What you have to do → Set down exactly the lines below between the line holding "target: gray back" and the line holding "M 338 225 L", inclusive; no other line belongs in the answer.

Stored records →

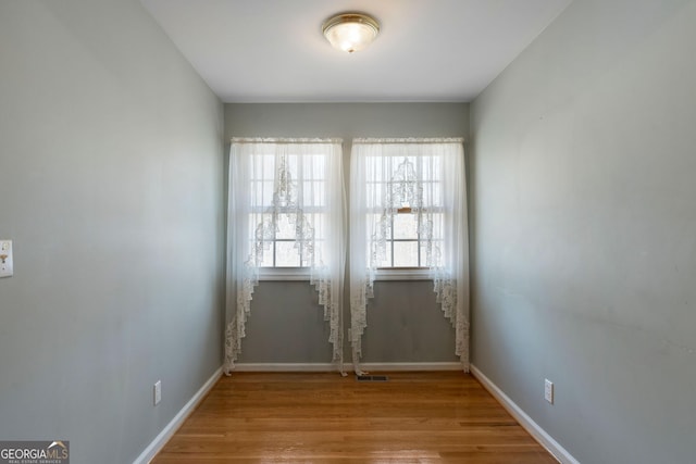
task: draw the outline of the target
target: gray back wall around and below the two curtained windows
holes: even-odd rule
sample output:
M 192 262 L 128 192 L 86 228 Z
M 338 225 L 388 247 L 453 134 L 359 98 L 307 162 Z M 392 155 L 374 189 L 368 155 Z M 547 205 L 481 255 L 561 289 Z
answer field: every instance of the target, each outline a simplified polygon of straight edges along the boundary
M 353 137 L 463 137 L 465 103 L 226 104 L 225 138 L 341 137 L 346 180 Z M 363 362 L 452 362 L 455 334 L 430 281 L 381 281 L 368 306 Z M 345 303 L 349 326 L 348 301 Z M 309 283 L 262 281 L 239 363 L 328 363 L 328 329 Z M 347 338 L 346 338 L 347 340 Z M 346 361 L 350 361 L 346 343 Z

Response to the exercise →
target: gray back wall around and below the two curtained windows
holes: even-odd rule
sample output:
M 192 262 L 128 192 L 86 228 Z
M 338 225 L 388 247 L 453 134 L 359 98 L 307 162 Z M 392 155 L 374 189 L 368 155 Z M 547 205 L 481 255 L 561 289 Z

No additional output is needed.